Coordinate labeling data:
** Begin **

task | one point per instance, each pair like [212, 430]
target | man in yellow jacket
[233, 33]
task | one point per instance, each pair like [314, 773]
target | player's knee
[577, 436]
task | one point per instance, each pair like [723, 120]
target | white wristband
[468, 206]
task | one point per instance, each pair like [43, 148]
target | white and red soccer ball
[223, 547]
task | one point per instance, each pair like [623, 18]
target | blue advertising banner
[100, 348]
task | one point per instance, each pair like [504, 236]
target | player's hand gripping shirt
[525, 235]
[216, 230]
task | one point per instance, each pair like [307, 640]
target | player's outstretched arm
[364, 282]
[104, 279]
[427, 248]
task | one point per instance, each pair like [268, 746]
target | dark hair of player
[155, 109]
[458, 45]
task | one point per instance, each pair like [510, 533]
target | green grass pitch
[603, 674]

** End **

Problem to work on:
Quote the records word for word, beginning at the line with "task | one point per instance, each pair like [510, 533]" and continuing through the last line of the records.

Finished task:
task | one point per instance, each pair like [510, 533]
target | green grass pitch
[603, 674]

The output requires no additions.